------ Passage given ------

All Vector ISAs dating back fifty years have extensive and comprehensive Load and Store operations that go far beyond the capabilities of Scalar RISC and most CISC processors, yet at their heart on an individual element basis may be found to be no different from RISC Scalar equivalents.

The resource savings from Vector LD/ST are significant and stem from the fact that one single instruction can trigger a dozen (or in some microarchitectures such as Cray or NEC SX Aurora) hundreds of element-level Memory accesses.

Additionally, and simply: if the Arithmetic side of an ISA supports Vector Operations, then in order to keep the ALUs 100% occupied the Memory infrastructure (and the ISA itself) correspondingly needs Vector Memory Operations as well.

Vectorized Load and Store also presents an extra dimension (literally) which creates scenarios unique to Vector applications, that a Scalar (and even a SIMD) ISA simply never encounters: not even the complex Addressing Modes of the 68,000 or S/360 resemble Vector Load/Store. SVP64 endeavours to add the modes typically found in all Scalable Vector ISAs, without changing the behaviour of the underlying Base (Scalar) v3.0B operations in any way. (The sole apparent exception is Post-Increment Mode on LD/ST-update instructions)

Modes overview

Vectorization of Load and Store requires creation, from scalar operations, a number of different modes:

  • fixed aka "unit" stride - contiguous sequence with no gaps
  • element strided - sequential but regularly offset, with gaps
  • vector indexed - vector of base addresses and vector of offsets
  • Speculative Fault-first - where it makes sense to do so
  • Data-Dependent Fail-First - Conditional truncation of Vector Length
  • Structure Packing - covered in SV by remap and Pack/Unpack Mode.

Despite being constructed from Scalar LD/ST none of these Modes exist or make sense in any Scalar ISA. They only exist in Vector ISAs and are a critical part of its value.

Also included in SVP64 LD/ST is Element-width overrides and Twin-Predication.

Note also that Indexed remap mode may be applied to both Scalar LD/ST Immediate Defined Word-instructions and LD/ST Indexed Defined Word-instructions. LD/ST-Indexed should not be conflated with Indexed REMAP mode: clarification is provided below.

Determining the LD/ST Modes

A minor complication (caused by the retro-fitting of modern Vector features to a Scalar ISA) is that certain features do not exactly make sense or are considered a security risk. Fault-first on Vector Indexed would allow attackers to probe large numbers of pages from userspace, where strided Fault-first (by creating contiguous sequential LDs likely to be in the same Page) does not.

------ Recorded information ------

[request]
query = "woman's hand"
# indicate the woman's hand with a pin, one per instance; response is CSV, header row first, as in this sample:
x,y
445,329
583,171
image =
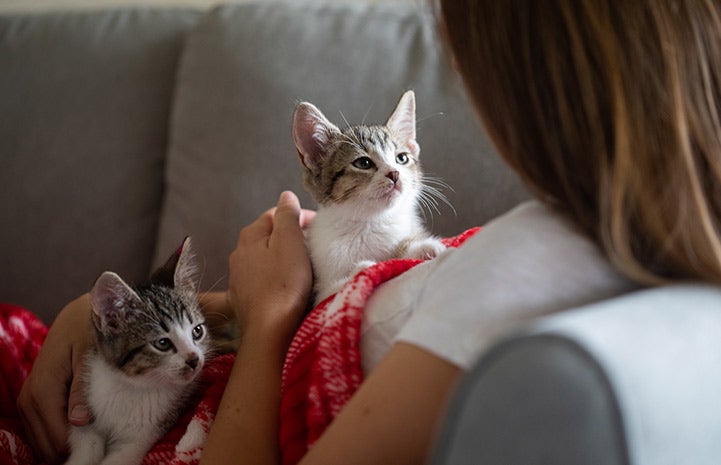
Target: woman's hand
x,y
270,271
52,394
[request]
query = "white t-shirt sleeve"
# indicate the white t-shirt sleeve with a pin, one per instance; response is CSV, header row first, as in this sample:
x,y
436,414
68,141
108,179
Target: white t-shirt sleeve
x,y
527,263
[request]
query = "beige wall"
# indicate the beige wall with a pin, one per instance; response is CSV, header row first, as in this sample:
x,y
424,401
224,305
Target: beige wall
x,y
42,5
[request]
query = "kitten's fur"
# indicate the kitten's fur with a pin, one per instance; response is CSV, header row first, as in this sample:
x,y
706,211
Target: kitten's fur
x,y
367,181
150,345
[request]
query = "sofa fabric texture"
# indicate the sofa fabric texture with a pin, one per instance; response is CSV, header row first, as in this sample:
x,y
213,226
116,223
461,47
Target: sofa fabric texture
x,y
243,70
123,131
84,107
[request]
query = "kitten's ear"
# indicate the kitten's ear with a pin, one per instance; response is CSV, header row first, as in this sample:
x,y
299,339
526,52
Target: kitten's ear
x,y
311,133
403,120
179,271
111,299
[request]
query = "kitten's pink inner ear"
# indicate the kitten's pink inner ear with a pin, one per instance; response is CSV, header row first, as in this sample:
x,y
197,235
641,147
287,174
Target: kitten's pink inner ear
x,y
311,134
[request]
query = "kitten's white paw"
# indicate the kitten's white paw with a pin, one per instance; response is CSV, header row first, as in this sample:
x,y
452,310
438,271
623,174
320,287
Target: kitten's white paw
x,y
425,249
362,265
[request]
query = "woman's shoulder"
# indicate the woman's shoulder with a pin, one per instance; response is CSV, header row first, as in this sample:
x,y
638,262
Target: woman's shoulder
x,y
529,262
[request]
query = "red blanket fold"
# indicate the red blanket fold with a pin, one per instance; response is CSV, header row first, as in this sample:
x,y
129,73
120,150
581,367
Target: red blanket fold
x,y
322,371
323,365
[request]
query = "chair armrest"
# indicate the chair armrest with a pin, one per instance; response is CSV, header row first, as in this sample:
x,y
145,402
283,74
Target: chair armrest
x,y
635,379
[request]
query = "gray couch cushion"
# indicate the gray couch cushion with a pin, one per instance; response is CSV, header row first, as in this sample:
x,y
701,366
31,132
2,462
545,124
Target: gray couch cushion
x,y
84,104
245,68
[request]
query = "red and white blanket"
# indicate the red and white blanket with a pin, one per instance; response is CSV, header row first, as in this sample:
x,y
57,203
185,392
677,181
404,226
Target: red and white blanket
x,y
322,371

------

Problem details =>
Copy the passage on vector load and store between "Vectorization of Load" and "of its value.", inclusive. None of the entries is needed for this.

Task result =>
Vectorization of Load and Store requires creation, from scalar operations, a number of different modes:

  • fixed aka "unit" stride - contiguous sequence with no gaps
  • element strided - sequential but regularly offset, with gaps
  • vector indexed - vector of base addresses and vector of offsets
  • Speculative Fault-first - where it makes sense to do so
  • Data-Dependent Fail-First - Conditional truncation of Vector Length
  • Structure Packing - covered in SV by remap and Pack/Unpack Mode.

Despite being constructed from Scalar LD/ST none of these Modes exist or make sense in any Scalar ISA. They only exist in Vector ISAs and are a critical part of its value.